WHAT IS EXPECTED: Extract every line of the records that contains the string "rough", matching case exactly.

=== Begin Enclosure ===

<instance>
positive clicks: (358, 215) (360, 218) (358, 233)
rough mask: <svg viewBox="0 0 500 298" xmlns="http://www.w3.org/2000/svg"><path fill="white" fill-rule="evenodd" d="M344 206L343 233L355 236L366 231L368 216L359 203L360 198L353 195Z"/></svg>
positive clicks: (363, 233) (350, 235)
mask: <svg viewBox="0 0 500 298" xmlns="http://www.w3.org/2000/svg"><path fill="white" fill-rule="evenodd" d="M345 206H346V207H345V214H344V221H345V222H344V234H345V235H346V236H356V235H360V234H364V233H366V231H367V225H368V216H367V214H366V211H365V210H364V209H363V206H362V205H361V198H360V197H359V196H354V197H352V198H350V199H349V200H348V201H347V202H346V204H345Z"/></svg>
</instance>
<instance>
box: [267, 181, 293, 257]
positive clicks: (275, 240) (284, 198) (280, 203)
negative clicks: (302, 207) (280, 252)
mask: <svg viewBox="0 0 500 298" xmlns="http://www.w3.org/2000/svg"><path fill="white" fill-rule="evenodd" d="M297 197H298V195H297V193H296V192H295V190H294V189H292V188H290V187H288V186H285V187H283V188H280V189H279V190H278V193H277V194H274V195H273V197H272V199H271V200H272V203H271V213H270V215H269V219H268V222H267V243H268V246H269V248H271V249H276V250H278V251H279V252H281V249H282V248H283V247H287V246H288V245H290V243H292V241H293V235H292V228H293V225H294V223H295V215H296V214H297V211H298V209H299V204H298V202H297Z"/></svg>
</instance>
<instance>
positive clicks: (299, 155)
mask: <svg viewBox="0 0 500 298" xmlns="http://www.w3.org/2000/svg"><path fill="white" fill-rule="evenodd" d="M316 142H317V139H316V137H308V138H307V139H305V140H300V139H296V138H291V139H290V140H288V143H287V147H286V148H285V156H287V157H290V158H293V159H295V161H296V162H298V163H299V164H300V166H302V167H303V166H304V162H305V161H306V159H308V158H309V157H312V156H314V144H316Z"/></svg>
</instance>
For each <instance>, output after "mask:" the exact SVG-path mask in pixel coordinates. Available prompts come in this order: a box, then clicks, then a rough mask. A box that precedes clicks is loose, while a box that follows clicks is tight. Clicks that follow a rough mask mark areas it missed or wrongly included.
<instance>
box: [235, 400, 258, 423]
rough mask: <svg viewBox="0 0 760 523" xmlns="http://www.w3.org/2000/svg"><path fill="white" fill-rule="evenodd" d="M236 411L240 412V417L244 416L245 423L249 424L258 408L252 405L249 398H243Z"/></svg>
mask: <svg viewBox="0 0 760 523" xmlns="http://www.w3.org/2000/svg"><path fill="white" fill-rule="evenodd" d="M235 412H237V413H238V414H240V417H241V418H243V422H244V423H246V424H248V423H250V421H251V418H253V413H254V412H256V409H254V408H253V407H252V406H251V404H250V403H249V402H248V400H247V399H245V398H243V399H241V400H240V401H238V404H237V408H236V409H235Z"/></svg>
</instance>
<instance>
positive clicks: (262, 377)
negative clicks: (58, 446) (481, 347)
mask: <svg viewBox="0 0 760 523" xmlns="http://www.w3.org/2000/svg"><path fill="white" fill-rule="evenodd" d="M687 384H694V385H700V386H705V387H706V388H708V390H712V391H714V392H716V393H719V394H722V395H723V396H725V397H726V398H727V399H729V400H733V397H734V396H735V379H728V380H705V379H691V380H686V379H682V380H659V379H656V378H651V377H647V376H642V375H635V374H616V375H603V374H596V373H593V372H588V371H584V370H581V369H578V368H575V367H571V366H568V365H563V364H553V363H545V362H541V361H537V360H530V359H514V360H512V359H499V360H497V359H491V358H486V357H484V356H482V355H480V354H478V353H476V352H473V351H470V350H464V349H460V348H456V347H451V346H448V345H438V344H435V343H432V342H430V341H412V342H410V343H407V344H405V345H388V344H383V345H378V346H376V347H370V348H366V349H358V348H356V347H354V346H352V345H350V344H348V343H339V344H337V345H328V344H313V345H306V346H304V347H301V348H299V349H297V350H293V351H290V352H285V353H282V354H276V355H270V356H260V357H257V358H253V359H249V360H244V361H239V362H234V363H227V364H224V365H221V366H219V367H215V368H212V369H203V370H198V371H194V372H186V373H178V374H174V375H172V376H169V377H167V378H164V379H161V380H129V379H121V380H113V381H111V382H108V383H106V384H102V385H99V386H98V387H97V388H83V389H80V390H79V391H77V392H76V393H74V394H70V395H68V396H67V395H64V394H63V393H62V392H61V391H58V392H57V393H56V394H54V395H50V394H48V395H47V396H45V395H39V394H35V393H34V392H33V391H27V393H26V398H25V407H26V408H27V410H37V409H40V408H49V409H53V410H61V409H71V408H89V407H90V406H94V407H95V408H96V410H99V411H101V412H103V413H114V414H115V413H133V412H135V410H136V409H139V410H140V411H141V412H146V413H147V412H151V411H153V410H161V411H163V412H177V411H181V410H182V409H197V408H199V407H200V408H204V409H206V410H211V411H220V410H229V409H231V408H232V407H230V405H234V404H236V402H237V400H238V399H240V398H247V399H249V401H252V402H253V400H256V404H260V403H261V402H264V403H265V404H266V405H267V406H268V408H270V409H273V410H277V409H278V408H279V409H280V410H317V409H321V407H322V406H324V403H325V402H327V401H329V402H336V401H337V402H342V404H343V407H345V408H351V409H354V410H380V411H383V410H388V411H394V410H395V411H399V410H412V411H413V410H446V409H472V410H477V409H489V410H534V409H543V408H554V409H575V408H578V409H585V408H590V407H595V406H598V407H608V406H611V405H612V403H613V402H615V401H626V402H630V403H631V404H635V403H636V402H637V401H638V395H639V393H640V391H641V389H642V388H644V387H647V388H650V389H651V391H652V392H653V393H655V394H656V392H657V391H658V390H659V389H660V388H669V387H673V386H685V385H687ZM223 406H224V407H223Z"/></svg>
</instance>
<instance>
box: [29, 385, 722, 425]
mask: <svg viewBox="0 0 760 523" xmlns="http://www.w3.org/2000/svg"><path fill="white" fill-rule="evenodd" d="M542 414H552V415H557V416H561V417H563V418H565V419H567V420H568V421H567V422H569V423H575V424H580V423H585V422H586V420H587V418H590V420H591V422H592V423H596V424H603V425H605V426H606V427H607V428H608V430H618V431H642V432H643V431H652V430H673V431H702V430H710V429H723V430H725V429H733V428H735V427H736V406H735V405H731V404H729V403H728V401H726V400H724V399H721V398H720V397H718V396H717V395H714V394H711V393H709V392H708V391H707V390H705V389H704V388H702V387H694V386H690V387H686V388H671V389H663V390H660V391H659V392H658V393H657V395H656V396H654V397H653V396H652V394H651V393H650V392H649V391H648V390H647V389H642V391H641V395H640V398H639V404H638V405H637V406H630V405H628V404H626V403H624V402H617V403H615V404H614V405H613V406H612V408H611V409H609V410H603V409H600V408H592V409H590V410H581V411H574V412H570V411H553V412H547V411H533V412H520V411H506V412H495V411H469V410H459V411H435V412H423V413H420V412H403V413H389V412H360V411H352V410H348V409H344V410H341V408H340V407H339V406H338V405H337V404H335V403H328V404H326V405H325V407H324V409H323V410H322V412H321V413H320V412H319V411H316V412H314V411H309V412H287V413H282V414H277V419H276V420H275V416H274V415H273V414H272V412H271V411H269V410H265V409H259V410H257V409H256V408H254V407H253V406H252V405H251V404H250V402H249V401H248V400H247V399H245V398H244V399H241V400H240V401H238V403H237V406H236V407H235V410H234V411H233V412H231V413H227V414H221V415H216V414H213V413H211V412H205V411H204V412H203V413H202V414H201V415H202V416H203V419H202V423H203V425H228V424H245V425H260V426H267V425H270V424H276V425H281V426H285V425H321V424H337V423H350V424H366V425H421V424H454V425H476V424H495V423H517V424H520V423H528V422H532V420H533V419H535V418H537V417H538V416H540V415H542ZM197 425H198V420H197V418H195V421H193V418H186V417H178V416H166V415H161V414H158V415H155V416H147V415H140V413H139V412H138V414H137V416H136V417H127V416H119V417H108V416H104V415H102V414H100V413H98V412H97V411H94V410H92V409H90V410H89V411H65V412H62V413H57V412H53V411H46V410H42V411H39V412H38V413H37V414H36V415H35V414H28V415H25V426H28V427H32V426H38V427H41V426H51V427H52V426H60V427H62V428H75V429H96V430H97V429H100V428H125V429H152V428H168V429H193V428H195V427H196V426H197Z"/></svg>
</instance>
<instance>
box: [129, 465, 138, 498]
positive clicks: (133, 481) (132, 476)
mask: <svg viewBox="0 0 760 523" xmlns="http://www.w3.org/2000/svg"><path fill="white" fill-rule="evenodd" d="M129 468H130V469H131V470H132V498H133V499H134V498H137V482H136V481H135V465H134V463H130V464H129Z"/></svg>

=== End Enclosure ===

ANSWER BELOW:
rough mask: <svg viewBox="0 0 500 298" xmlns="http://www.w3.org/2000/svg"><path fill="white" fill-rule="evenodd" d="M344 206L343 233L355 236L366 231L368 216L359 203L360 198L353 195Z"/></svg>
For each <instance>, output after "mask:" the exact SVG-path mask in pixel coordinates. Available prompts come in this order: a box, then clicks, then a rough mask. A box that precedes clicks is loose, while a box that follows clicks is tight. Clicks that follow a rough mask mark areas it missed or wrongly included.
rough mask: <svg viewBox="0 0 760 523" xmlns="http://www.w3.org/2000/svg"><path fill="white" fill-rule="evenodd" d="M236 411L240 412V417L244 416L245 423L249 424L258 408L252 405L249 398H243Z"/></svg>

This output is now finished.